[start GIVEN ENTRIES]

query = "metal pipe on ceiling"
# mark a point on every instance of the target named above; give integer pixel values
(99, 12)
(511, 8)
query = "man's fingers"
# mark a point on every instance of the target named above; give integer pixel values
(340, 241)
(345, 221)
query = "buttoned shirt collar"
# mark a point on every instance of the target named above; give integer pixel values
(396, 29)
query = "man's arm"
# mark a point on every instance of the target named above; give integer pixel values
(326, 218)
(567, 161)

[end GIVEN ENTRIES]

* _EXERCISE_
Rescale all the entries above by writing every line out again, requests included. Multiply each point coordinate in the answers by 1.85 and round it to the nearest whole number, with halves rounded up.

* _CORRECT OUTPUT_
query = "metal pipe on ceiling"
# mark a point on every instance of the target named above; give integer pixel values
(183, 22)
(945, 15)
query = "man's fingers"
# mark a point on every instance of the target named above; give integer pixel values
(629, 446)
(638, 409)
query = "buttoned shirt collar"
# mark a point on every instance of the target named above; give integer pixel values
(733, 54)
query = "man's arm"
# mark a point on every instance of the target named above; give integer pixel values
(603, 403)
(1049, 298)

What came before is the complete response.